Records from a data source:
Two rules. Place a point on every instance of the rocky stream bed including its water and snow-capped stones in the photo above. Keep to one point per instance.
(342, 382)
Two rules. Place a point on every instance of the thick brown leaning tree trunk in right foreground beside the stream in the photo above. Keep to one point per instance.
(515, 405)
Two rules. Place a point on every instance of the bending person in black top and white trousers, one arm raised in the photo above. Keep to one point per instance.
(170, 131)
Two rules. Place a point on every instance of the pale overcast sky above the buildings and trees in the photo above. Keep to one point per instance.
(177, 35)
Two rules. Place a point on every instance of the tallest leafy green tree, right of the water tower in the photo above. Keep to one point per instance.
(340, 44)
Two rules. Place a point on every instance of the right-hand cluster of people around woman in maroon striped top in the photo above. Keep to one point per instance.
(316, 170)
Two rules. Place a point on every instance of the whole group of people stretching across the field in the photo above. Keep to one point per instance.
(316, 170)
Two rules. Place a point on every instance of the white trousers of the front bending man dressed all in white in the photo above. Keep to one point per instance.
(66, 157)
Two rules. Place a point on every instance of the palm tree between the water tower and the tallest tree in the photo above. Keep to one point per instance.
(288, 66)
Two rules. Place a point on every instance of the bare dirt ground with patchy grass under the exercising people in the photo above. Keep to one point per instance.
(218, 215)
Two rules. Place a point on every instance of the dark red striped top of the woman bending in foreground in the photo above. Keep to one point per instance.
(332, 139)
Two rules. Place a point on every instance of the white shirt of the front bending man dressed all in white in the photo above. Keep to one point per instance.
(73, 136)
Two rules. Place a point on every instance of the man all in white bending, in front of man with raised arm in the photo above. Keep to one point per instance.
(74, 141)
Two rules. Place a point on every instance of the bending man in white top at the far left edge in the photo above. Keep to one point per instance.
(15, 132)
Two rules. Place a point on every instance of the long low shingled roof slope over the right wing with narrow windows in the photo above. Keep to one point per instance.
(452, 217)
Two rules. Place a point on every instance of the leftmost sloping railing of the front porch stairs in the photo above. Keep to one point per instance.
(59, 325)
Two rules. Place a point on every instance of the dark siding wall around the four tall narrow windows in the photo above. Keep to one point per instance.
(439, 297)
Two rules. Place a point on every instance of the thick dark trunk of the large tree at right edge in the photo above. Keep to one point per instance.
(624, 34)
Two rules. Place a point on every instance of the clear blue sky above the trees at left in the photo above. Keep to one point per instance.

## WHAT YOU SHOULD DO:
Write out every entry again, exactly as it appears.

## RESPONSE TO THIS EXERCISE:
Two rules. Place a point on every instance of the rocky stream bed including its water and snow-capped stones in the photo above. Keep to one point per instance.
(342, 382)
Two rules. Place a point on every instance of the thick brown leaning tree trunk in right foreground beside the stream in the photo above. Keep to one point per instance.
(515, 405)
Two rules. Place a point on every instance of the bending person in black top and white trousers, one arm raised in the photo above. Keep to one point per instance.
(170, 131)
Two rules. Place a point on every instance of the pale overcast sky above the buildings and trees in the photo above. Keep to one point per instance.
(177, 35)
Two rules. Place a point on every instance of the tallest leafy green tree, right of the water tower in the photo above. Keep to one point per instance.
(340, 44)
Two rules. Place a point on every instance of the right-hand cluster of people around woman in maroon striped top in the photo above. Keep to one point per instance.
(316, 170)
Two rules. Place a point on every instance of the whole group of people stretching across the field in the photo above. Keep to one point per instance.
(316, 170)
Two rules. Place a point on every instance of the white trousers of the front bending man dressed all in white in the photo above. Keep to one point per instance.
(66, 157)
Two rules. Place a point on every instance of the palm tree between the water tower and the tallest tree in the photo above. Keep to one point per instance.
(288, 66)
Two rules. Place a point on every instance of the bare dirt ground with patchy grass under the exercising people in the photo above. Keep to one point per instance.
(218, 215)
Two rules. Place a point on every instance of the dark red striped top of the woman bending in foreground in the photo above. Keep to one point per instance.
(332, 139)
Two rules. Place a point on every instance of the white shirt of the front bending man dressed all in white in the photo above. Keep to one point per instance.
(73, 136)
Two rules. Place a point on every instance of the man all in white bending, in front of man with raised arm in the photo above. Keep to one point per instance.
(74, 141)
Two rules. Place a point on every instance of the bending man in white top at the far left edge in the photo above. Keep to one point per instance.
(15, 132)
Two rules. Place a point on every instance of the long low shingled roof slope over the right wing with narrow windows in the photo above. Keep to one point per instance.
(452, 217)
Two rules. Place a point on every instance of the leftmost sloping railing of the front porch stairs in the photo above. Keep to one point per instance.
(59, 325)
Two rules. Place a point on every instance of the dark siding wall around the four tall narrow windows in the photo above. Keep to one point per instance.
(439, 297)
Two rules. Place a point on every instance of the thick dark trunk of the large tree at right edge in the photo above. Keep to one point per instance.
(624, 34)
Two rules. Place a point on every instance of the clear blue sky above the trees at left in the photo above. Keep to one point per instance.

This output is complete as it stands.